PAGE TEXT —
= Beginning of Section =

The House voted Thursday to extend the USA Patriot Act, the nation’s main anti-terrorism tool, just hours after televisions in the Capitol beamed images of a new attack in London.
As similar legislation worked its way through the Senate, House Republicans generally cast the law as a valuable asset in the war on terror. Most Democrats echoed that support but said they were concerned the law could allow citizens’ civil liberties to be infringed.
Following more than nine hours of debate, the House approved the measure 257-171. Forty-three Democrats joined 214 Republicans in voting to renew key provisions of Patriot Act that were set to expire at the end of the year.
The bulk of the back-and-forth centered on language making permanent 14 of 16 provisions that had four-year sunset provisions under the original law, which Congress passed overwhelmingly after the September 11, 2001, terrorist attacks.
The bill also proposed 10-year extensions to the two other provisions set to expire on December 31, one allowing roving wiretaps and another allowing searches of library and medical records. They were the focus of most of the controversy as members plowed through the main legislation and 18 amendments.
“While the Patriot Act and other anti-terrorism initiatives have helped avert additional attacks on our soil, the threat has not receded,” said Rep. James Sensenbrenner, R-Wisconsin, chairman of the House Judiciary Committee.

= End of Section =

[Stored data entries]
= Beginning of Section =

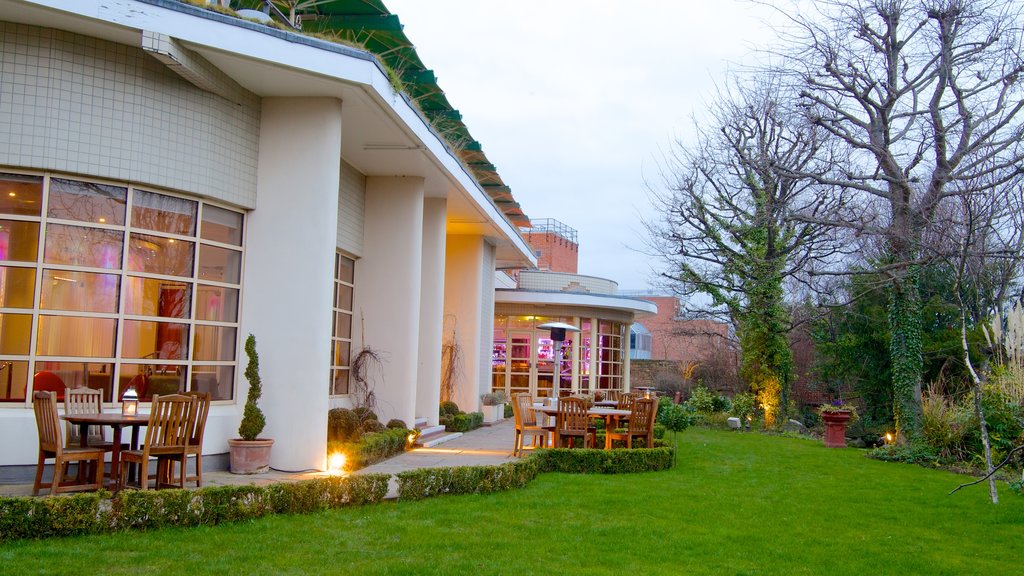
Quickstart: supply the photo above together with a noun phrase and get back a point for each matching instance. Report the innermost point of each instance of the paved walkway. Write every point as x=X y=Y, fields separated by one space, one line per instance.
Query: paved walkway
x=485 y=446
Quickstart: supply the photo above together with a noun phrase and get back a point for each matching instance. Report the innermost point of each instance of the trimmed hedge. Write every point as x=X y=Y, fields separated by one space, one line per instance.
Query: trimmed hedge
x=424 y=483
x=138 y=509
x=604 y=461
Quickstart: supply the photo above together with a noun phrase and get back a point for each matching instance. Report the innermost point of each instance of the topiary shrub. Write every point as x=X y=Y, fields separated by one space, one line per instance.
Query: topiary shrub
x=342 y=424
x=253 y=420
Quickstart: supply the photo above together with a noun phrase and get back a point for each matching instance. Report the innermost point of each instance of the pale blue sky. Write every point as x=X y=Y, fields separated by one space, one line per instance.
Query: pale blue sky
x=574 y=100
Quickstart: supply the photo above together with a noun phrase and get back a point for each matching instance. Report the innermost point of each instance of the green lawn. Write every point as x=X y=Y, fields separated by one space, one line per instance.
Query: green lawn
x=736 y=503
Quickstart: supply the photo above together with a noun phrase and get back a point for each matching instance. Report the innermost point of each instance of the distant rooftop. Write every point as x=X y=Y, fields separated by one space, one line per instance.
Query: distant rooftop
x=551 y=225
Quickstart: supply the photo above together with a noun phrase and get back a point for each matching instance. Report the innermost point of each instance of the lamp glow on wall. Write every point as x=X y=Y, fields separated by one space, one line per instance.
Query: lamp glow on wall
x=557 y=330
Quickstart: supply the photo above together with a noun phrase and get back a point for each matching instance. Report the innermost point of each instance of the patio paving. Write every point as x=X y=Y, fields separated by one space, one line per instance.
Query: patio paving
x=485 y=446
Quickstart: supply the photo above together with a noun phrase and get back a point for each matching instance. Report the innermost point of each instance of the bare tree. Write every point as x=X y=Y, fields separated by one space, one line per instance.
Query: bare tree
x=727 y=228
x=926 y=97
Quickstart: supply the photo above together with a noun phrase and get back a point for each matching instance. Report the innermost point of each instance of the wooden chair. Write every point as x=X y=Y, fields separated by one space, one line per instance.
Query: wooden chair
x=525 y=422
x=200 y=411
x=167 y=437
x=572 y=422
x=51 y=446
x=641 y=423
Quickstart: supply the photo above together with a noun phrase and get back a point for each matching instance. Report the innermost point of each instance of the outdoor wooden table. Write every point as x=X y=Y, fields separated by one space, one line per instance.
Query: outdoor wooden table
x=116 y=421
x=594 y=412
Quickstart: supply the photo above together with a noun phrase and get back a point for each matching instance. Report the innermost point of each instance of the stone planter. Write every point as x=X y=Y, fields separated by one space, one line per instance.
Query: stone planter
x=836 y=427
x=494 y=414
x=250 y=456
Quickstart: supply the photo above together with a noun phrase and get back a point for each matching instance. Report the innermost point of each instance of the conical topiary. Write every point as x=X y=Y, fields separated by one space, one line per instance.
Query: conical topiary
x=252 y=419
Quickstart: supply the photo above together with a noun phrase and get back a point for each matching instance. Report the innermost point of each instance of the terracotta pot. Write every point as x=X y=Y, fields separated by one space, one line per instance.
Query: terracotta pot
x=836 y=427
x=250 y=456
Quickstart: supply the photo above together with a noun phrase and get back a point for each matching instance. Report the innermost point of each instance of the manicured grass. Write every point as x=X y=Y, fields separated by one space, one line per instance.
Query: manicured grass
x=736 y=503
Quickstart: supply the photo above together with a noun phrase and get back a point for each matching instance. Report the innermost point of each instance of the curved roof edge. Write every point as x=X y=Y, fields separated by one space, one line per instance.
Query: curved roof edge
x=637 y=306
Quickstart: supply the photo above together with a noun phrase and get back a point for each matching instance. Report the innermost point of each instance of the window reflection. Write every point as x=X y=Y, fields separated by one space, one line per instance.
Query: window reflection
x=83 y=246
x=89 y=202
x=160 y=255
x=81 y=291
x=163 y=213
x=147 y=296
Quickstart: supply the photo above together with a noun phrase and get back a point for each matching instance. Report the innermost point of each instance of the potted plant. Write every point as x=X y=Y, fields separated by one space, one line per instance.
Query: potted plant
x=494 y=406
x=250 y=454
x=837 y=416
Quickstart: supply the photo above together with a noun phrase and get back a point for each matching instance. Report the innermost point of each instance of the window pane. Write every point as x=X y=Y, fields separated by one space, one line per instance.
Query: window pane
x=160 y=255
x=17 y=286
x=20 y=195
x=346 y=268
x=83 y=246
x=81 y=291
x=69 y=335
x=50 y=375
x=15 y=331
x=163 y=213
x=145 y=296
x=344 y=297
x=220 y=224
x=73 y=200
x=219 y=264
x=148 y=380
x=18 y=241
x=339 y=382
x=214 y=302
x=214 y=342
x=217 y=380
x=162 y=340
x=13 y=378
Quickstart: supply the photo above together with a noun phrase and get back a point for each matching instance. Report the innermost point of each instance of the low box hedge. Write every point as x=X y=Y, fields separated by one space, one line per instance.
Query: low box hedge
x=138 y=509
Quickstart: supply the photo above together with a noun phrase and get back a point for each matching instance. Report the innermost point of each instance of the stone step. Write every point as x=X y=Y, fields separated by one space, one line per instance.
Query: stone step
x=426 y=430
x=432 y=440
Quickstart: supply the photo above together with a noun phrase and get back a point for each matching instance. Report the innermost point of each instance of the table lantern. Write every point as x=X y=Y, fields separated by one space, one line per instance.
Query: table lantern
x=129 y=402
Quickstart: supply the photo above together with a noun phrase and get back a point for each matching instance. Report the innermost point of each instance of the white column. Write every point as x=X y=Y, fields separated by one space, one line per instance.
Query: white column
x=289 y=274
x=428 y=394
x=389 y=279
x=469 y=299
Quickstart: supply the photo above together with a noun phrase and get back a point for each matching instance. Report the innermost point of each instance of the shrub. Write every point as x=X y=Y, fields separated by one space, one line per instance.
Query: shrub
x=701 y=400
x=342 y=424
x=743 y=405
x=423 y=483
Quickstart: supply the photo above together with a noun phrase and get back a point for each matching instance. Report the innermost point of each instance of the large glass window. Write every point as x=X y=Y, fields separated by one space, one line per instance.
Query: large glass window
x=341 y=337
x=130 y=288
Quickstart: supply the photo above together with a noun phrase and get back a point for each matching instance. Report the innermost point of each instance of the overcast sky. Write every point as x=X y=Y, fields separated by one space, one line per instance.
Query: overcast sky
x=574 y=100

= End of Section =
= Beginning of Section =

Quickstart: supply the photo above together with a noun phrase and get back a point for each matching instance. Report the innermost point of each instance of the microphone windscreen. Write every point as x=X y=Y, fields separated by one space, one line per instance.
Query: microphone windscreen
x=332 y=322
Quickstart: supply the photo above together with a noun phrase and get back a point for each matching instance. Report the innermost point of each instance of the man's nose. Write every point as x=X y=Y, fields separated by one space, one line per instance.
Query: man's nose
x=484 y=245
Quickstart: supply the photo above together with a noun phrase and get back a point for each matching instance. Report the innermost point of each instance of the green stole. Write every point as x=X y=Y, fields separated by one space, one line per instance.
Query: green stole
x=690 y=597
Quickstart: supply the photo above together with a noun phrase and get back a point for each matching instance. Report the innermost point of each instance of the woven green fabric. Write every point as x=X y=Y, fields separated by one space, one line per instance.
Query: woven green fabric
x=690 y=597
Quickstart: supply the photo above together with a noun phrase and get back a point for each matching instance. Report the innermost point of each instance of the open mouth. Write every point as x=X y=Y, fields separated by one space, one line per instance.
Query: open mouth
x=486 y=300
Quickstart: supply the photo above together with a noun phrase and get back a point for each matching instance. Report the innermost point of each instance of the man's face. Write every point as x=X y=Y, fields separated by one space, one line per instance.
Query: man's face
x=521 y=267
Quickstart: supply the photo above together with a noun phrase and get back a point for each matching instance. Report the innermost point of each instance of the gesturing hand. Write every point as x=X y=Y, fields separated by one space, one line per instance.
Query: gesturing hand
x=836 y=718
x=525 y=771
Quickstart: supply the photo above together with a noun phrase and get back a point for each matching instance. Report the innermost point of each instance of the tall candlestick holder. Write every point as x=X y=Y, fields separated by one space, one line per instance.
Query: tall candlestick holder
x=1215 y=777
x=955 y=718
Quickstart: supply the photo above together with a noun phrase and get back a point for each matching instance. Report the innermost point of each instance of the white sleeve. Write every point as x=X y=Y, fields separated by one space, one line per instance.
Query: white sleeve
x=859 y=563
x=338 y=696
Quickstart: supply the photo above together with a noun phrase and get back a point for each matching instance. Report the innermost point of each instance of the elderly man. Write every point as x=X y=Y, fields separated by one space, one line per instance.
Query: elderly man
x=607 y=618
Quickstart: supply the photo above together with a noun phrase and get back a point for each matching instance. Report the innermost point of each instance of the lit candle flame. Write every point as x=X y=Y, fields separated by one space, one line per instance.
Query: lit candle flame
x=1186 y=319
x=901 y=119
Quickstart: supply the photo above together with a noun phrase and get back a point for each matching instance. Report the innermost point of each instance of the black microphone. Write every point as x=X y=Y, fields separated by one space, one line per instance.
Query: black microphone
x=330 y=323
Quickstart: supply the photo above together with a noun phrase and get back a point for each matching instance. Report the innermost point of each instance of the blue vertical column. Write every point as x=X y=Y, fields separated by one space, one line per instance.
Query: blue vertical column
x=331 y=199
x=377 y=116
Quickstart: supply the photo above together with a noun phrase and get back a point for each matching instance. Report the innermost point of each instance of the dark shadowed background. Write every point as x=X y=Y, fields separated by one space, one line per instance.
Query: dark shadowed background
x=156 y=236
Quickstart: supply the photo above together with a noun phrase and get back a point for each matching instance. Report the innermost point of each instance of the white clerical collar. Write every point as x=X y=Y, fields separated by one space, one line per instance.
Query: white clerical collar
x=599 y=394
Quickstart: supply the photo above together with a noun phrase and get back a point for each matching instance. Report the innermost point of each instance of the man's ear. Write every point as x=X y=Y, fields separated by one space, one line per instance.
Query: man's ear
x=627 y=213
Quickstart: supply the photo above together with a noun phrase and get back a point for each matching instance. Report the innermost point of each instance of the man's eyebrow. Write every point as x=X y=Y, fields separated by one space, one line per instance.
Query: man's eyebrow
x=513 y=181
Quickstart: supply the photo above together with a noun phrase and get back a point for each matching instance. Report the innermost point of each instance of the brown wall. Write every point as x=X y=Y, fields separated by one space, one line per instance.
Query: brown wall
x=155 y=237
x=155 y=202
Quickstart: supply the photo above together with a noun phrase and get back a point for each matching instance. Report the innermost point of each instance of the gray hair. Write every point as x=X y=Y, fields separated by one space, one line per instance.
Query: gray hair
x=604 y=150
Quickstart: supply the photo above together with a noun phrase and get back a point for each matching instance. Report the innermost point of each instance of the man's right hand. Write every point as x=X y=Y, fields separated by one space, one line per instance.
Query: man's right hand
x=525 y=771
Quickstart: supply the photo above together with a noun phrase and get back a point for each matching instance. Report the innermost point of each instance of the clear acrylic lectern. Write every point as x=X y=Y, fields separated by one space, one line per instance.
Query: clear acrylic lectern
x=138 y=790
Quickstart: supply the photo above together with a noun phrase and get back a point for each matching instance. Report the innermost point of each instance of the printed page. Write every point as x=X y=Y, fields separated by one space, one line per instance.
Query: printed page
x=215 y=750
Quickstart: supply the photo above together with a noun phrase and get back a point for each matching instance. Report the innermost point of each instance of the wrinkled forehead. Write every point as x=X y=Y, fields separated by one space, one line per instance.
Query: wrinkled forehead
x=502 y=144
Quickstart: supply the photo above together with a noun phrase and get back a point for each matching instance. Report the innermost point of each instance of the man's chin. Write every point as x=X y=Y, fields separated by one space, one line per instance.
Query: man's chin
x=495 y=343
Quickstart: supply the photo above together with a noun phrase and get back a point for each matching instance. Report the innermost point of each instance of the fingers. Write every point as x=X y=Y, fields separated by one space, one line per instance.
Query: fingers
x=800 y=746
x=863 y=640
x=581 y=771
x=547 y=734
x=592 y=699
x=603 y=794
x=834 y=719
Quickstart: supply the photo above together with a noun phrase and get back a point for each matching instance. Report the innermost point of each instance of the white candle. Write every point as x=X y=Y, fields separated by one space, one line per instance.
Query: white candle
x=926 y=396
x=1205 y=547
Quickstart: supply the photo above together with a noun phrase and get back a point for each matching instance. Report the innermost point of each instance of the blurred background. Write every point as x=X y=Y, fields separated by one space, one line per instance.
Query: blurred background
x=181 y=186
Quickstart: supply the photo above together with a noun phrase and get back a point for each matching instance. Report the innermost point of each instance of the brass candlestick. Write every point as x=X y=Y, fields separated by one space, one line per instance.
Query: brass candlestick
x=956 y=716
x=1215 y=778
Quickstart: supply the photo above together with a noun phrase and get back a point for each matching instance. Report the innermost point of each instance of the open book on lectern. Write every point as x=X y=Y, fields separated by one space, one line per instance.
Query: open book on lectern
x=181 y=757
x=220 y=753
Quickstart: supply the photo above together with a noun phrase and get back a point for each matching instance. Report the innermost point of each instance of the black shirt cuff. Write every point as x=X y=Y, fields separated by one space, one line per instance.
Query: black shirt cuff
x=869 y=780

= End of Section =
= Beginning of Section =

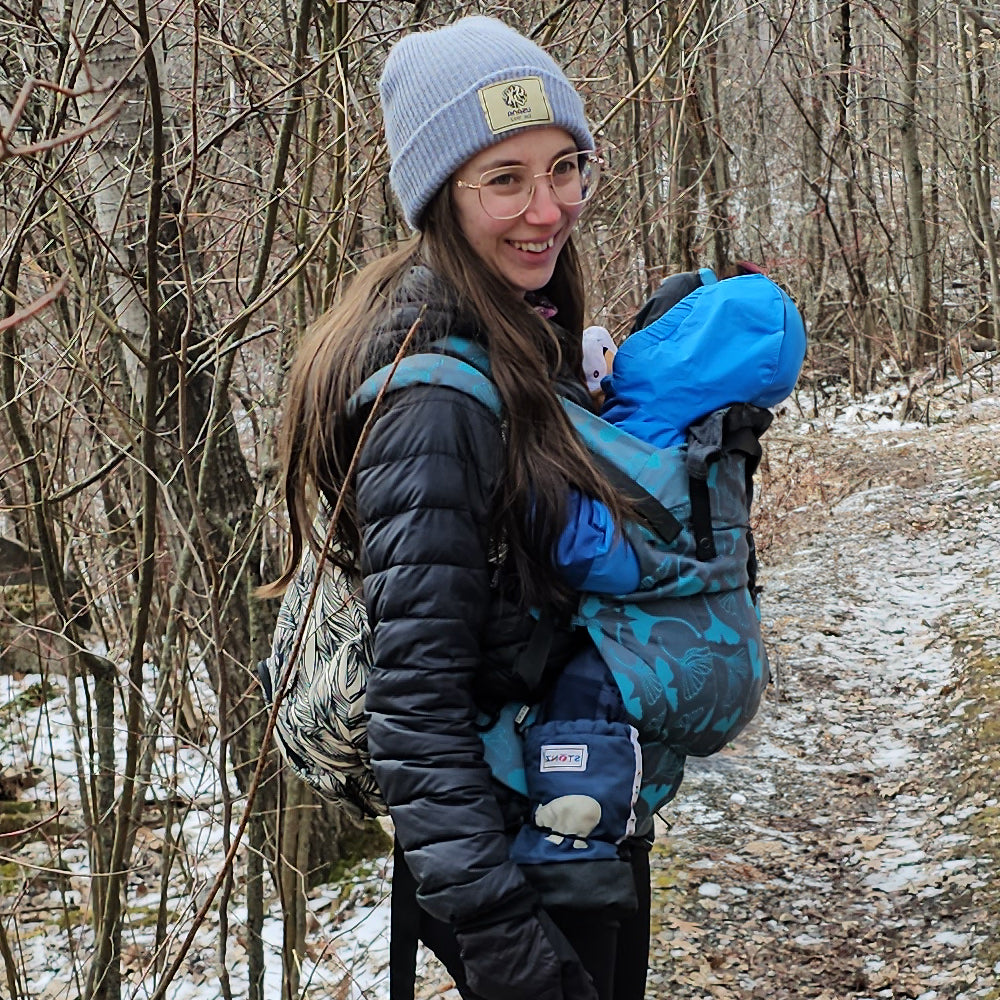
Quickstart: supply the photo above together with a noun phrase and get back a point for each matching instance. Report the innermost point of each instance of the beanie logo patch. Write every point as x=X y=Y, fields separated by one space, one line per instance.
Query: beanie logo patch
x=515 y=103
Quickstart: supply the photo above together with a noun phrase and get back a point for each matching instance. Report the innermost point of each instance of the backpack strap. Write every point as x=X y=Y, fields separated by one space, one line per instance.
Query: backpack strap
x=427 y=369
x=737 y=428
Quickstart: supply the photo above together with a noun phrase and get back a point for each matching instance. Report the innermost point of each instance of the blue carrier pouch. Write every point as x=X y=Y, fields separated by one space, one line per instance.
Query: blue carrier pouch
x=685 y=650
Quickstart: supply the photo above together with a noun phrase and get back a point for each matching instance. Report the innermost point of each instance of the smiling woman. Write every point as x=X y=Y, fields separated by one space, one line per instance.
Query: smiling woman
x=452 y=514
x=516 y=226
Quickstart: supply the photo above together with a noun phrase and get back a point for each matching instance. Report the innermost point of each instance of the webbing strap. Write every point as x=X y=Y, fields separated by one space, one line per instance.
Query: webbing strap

= End of Section =

TASKS TO CARRY OUT —
**a.** Do the following statements agree with the Patriot Act article? Answer yes or no for each, quoting the deciding words. (i) The House passed the measure by a vote of 257-171. (ii) Forty-three Republicans joined the Democrats in voting to renew the provisions. (iii) The two provisions given 10-year extensions concerned roving wiretaps and searches of library and medical records.
**b.** Can you return the part of the Patriot Act article from "As similar legislation" up to and including "2001, terrorist attacks.", copied exactly?
**c.** According to the Patriot Act article, why did most Democrats voice concern even though they echoed support for the law? Answer in one to three sentences.

EXPECTED RESULTS —
**a.**
(i) Yes: "the House approved the measure 257-171."
(ii) No: "Forty-three Democrats joined 214 Republicans in voting to renew key provisions of Patriot Act"
(iii) Yes: "one allowing roving wiretaps and another allowing searches of library and medical records."

**b.**
As similar legislation worked its way through the Senate, House Republicans generally cast the law as a valuable asset in the war on terror. Most Democrats echoed that support but said they were concerned the law could allow citizens’ civil liberties to be infringed.
Following more than nine hours of debate, the House approved the measure 257-171. Forty-three Democrats joined 214 Republicans in voting to renew key provisions of Patriot Act that were set to expire at the end of the year.
The bulk of the back-and-forth centered on language making permanent 14 of 16 provisions that had four-year sunset provisions under the original law, which Congress passed overwhelmingly after the September 11, 2001, terrorist attacks.

**c.** They were concerned the law could allow citizens' civil liberties to be infringed.